■ **Arbeitsaufträge**
a) Welche Gesamtsumme nennt der Text über die Luxemburger Staatseinnahmen für die Einnahmen zwischen Januar und Ende August?
b) Nenne sämtliche Euro-Beträge aus dem Text über die Luxemburger Staatseinnahmen.
c) Schreib den Text über die Luxemburger Staatseinnahmen nach seinem letzten Satz weiter.

■ **Untersuchter Text**
■ ■ ■ ■ ■

Wie sich bereits in den ersten sechs Monaten des Jahres angedeutet hatte, haben die Einnahmen des Luxemburger Staates zwischen Januar und Ende August weiter stark zugelegt: Insgesamt beliefen sie sich in den nun abgelaufenen acht Monaten auf 15,7 Milliarden Euro, was einem stolzen Anstieg von 1,4 Milliarden (oder 9,6 Prozent) im Vergleich zum Vorjahr entspricht. Bereits im Vergleichszeitraum im vergangenen Jahr lagen die Einkünfte wieder deutlich über dem Vor-Coronakrisen-Niveau. Angetrieben wurde die Entwicklung damals von einer starken Konjunktur

Gehälter sorgen für mehr Steuereinnahmen

In allen großen Steuerbereichen sind die Einnahmen auch 2022 gestiegen. So hat die „Administration des contributions directes“ rund 7,2 Milliarden Euro eingenommen, ein Plus von satten 9,8 Prozent gegenüber dem Vorjahreszeitraum. Die positive Entwicklung ist vor allem auf einen deutlichen Anstieg der Einnahmen aus den Steuern auf Löhne und Gehälter zurückzuführen, schreibt das Finanzministerium in seiner Pressemeldung. Insgesamt handelt es sich hier um ein Plus von fast 495 Millionen Euro (oder 15,5 Prozent) auf über 3,7 Milliarden Euro.

■ ■ ■ ■ ■

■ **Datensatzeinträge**
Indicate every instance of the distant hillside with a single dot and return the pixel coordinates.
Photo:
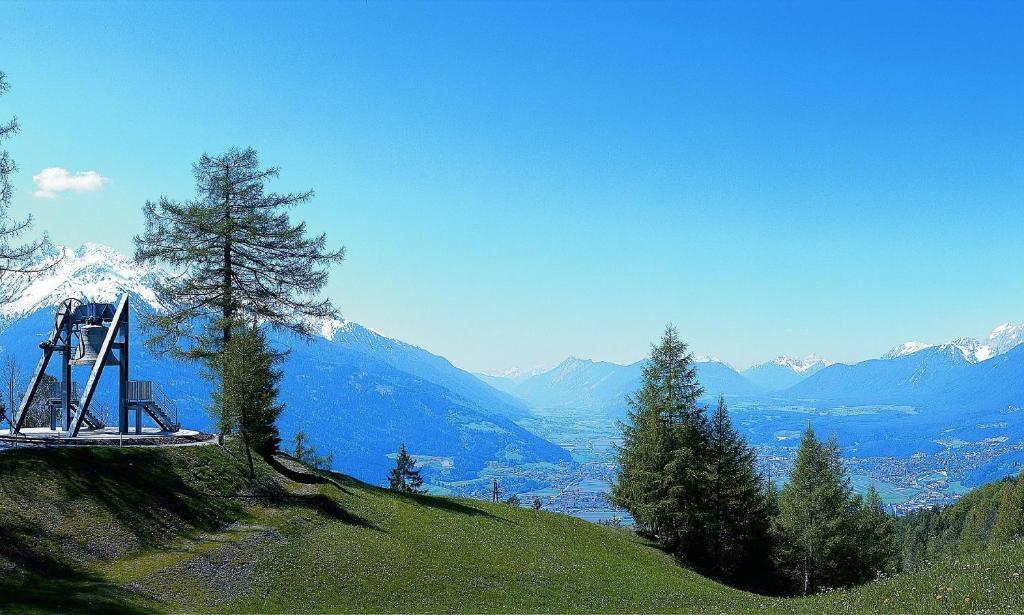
(130, 530)
(983, 521)
(354, 392)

■ ■ ■ ■ ■

■ **Lösungen**
a) 15,7 Milliarden Euro

b) 15,7 Milliarden Euro; 1,4 Milliarden; rund 7,2 Milliarden Euro; fast 495 Millionen Euro; über 3,7 Milliarden Euro

c)
Hintergrund sind der gut laufende Arbeitsmarkt und die niedrige Arbeitslosenquote, erklärt die Verwaltung. Das Land zählt demnach heute rund 16.500 Arbeitsplätze mehr als vor einem Jahr. Seit Ende Januar 2020 (also vor der Corona-Krise) sind im Großherzogtum mehr als 32.000 neue Stellen entstanden. Im Mai war erstmals die Marke von (saisonbereinigt) einer halben Million Arbeitsplätze überschritten worden. Auch eine Rolle beim Wachstum der Steuereinnahmen auf Gehältern: das Fälligwerden von Indextranchen. Nominal steigende Gehälter treiben in Prozent berechnete Abgaben automatisch nach oben.

Zugelegt haben derweil ebenfalls die Einnahmen der „Administration de l’enregistrement, des domaines et de la TVA“. Sie belaufen sich bis zum 31. August auf fast fünf Milliarden Euro – ein Plus von 390 Millionen Euro (oder 8,5 Prozent) verglichen mit dem Vorjahr. Besonders gut entwickelt haben sich auch die Einkünfte aus der Mehrwertsteuer: Dort gibt es ein Plus von 292 Millionen auf insgesamt 3,3 Milliarden Euro.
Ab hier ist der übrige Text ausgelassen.